Instructions for the task =>
Return every entry exactly as written.

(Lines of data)
◆ ◆ ◆

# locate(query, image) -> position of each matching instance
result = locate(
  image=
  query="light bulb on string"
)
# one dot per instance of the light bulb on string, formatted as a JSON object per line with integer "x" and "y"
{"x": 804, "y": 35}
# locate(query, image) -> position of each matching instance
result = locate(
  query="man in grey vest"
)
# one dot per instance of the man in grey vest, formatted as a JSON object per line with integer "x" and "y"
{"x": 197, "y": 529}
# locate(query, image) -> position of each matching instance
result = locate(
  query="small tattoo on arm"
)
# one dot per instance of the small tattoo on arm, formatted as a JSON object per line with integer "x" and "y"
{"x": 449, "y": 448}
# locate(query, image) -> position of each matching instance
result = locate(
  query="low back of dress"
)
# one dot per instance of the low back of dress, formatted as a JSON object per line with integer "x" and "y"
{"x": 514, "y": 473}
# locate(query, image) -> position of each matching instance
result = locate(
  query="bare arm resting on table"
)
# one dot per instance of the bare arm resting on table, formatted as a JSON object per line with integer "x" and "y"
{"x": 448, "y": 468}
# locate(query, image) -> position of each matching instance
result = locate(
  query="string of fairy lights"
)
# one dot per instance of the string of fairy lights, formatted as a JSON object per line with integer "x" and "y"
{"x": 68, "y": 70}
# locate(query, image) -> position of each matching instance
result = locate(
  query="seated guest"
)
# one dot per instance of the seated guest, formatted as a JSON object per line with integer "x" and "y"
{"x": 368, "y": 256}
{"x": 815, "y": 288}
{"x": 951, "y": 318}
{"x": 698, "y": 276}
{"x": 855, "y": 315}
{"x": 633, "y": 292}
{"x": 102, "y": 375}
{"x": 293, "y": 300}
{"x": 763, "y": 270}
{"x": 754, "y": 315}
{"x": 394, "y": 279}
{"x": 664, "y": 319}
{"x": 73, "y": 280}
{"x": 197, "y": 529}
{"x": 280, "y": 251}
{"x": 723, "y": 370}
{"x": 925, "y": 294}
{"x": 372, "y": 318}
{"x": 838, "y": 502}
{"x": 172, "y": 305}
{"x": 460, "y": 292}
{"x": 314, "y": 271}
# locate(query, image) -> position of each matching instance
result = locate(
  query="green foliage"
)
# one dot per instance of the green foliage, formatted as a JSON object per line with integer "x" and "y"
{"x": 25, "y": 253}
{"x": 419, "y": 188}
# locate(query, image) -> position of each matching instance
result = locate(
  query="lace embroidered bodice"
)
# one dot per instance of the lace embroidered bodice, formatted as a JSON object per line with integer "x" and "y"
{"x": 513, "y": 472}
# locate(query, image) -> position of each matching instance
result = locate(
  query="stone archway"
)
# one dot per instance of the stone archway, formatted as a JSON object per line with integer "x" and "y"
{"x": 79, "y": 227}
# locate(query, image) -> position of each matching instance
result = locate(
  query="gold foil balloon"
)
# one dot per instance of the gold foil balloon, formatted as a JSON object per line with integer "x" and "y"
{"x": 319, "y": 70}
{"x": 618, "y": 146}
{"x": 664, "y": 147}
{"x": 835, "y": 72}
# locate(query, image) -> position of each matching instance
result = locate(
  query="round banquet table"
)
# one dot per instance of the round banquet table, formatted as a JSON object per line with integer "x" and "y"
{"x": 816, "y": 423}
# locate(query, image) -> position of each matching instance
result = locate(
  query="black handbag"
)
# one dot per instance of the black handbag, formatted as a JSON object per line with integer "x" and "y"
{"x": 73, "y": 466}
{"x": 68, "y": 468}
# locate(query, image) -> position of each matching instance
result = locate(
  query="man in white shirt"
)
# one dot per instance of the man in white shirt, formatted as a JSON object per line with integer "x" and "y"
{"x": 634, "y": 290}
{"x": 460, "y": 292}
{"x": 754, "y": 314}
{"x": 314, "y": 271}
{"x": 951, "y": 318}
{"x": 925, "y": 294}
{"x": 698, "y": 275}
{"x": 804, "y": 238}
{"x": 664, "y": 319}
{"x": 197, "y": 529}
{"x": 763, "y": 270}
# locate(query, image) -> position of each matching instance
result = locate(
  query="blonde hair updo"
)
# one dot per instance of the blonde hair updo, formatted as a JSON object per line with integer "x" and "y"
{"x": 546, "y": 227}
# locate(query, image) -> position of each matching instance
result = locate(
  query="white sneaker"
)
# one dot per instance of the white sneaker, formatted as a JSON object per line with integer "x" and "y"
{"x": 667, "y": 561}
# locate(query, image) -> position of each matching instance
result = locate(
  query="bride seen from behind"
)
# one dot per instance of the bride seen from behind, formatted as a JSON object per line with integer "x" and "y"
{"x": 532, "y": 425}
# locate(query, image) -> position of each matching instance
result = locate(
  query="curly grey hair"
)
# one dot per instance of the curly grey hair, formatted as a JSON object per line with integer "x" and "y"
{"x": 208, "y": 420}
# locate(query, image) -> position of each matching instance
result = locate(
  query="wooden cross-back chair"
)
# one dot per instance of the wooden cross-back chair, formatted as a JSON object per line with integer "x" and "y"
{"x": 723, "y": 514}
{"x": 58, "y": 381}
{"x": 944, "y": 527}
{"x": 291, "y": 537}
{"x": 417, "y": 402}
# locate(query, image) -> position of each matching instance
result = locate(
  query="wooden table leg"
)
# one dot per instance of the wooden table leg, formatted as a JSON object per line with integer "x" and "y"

◆ ◆ ◆

Expected output =>
# locate(query, image) -> position of each matching instance
result = locate(
  image=
  query="light bulb on string"
)
# one dot per instance of the light bulb on string, formatted as a JSON object per line with integer "x" and "y"
{"x": 804, "y": 35}
# locate(query, image) -> position of each matching instance
result = locate(
  query="man in grey vest"
)
# one dot per instance of the man in grey vest, formatted as a JSON object per line with integer "x" and "y"
{"x": 197, "y": 529}
# locate(query, image) -> position of each matching instance
result = locate(
  query="small tattoo on arm"
)
# one dot per instance of the small tattoo on arm, formatted as a JSON object per line with integer "x" and "y"
{"x": 449, "y": 448}
# locate(query, image) -> position of each matching instance
result = locate(
  query="low back of dress"
)
# one dot per instance of the low back of dress, formatted as a JSON object per line with integer "x" and "y"
{"x": 514, "y": 473}
# locate(query, image) -> position of each matching instance
result = locate(
  query="bare arm resting on table"
)
# one dot per instance of the bare arm resting on table, formatted as a JSON object per line with integer "x" and "y"
{"x": 448, "y": 468}
# locate(query, image) -> position of each matching instance
result = locate(
  query="string of fairy lights"
)
# one dot per instance of the string of fairy lights, formatted as a JSON object per line with integer "x" and "y"
{"x": 68, "y": 70}
# locate(query, image) -> position of each matching instance
result = locate(
  query="seated guest"
)
# one dot per instance of the seated guest, formatted as a JSON object per line with integer "x" and "y"
{"x": 368, "y": 256}
{"x": 815, "y": 288}
{"x": 951, "y": 318}
{"x": 698, "y": 276}
{"x": 855, "y": 315}
{"x": 633, "y": 292}
{"x": 102, "y": 375}
{"x": 293, "y": 300}
{"x": 763, "y": 270}
{"x": 754, "y": 315}
{"x": 394, "y": 279}
{"x": 664, "y": 319}
{"x": 73, "y": 280}
{"x": 197, "y": 529}
{"x": 280, "y": 251}
{"x": 723, "y": 370}
{"x": 925, "y": 294}
{"x": 372, "y": 318}
{"x": 838, "y": 502}
{"x": 172, "y": 305}
{"x": 460, "y": 292}
{"x": 314, "y": 271}
# locate(query, image) -> position of each matching instance
result = locate(
  query="green foliage"
)
# one dot per instance of the green foliage, formatted as a JSON object per line with integer "x" and "y"
{"x": 25, "y": 253}
{"x": 419, "y": 188}
# locate(query, image) -> position of each matching instance
result = locate(
  query="lace embroidered bodice"
)
# one dot per instance of the lace embroidered bodice, formatted as a JSON object per line with integer "x" and "y"
{"x": 513, "y": 472}
# locate(query, image) -> position of each matching instance
result = locate(
  query="stone archway"
)
# one dot per instance of the stone archway, formatted as a JSON object per line with integer "x" and "y"
{"x": 79, "y": 227}
# locate(query, image) -> position of each matching instance
result = locate(
  query="gold foil balloon"
)
# one dot per instance of the gold foil balloon, formatted as a JSON object per line with integer "x" and "y"
{"x": 319, "y": 70}
{"x": 618, "y": 146}
{"x": 664, "y": 147}
{"x": 835, "y": 72}
# locate(query, image) -> position of each matching instance
result = locate(
  query="round banquet table"
)
# one dot per instance of the round banquet table, formatted as a JSON object per line with integer "x" and "y"
{"x": 816, "y": 423}
# locate(query, image) -> position of each matching instance
result = locate(
  query="black handbag"
)
# one dot per instance of the black handbag, formatted as a JSON object per line with integer "x" and "y"
{"x": 73, "y": 466}
{"x": 68, "y": 468}
# locate(query, image) -> position of each matching instance
result = locate(
  query="man in white shirt"
)
# one dot per instance of the man in white shirt, formatted as a JSON object per line with integer "x" and "y"
{"x": 634, "y": 290}
{"x": 460, "y": 292}
{"x": 754, "y": 314}
{"x": 314, "y": 271}
{"x": 951, "y": 318}
{"x": 925, "y": 294}
{"x": 698, "y": 275}
{"x": 804, "y": 238}
{"x": 664, "y": 319}
{"x": 197, "y": 529}
{"x": 763, "y": 270}
# locate(query, image) -> position of each matching instance
result = locate(
  query="blonde hair updo"
)
# one dot per instance of the blonde hair updo, formatted as a JSON object per line with integer "x" and "y"
{"x": 546, "y": 227}
# locate(query, image) -> position of each matching instance
result = locate(
  query="white sneaker"
)
# one dot per instance of the white sneaker, formatted as a JSON object per line with integer "x" and "y"
{"x": 667, "y": 561}
# locate(query, image) -> position of each matching instance
result = locate(
  query="bride seen from behind"
)
# one dot per instance of the bride seen from behind, formatted as a JSON object per line with integer "x" and "y"
{"x": 532, "y": 425}
# locate(query, image) -> position of each matching instance
result = locate(
  query="curly grey hair"
)
# one dot per instance of the curly grey hair, formatted as a JSON object per line with integer "x" and "y"
{"x": 208, "y": 420}
# locate(query, image) -> position of each matching instance
result = locate(
  query="wooden cross-back chair"
)
# one dot per instance of the wooden cross-back chair, formatted as a JSON object per line with integer "x" and "y"
{"x": 723, "y": 514}
{"x": 58, "y": 381}
{"x": 944, "y": 527}
{"x": 291, "y": 537}
{"x": 417, "y": 402}
# locate(query, image) -> position of each matching instance
result = locate(
  query="wooden table leg"
)
# one dot per instance of the wooden table leg, formatted as a JSON object per line with integer "x" and "y"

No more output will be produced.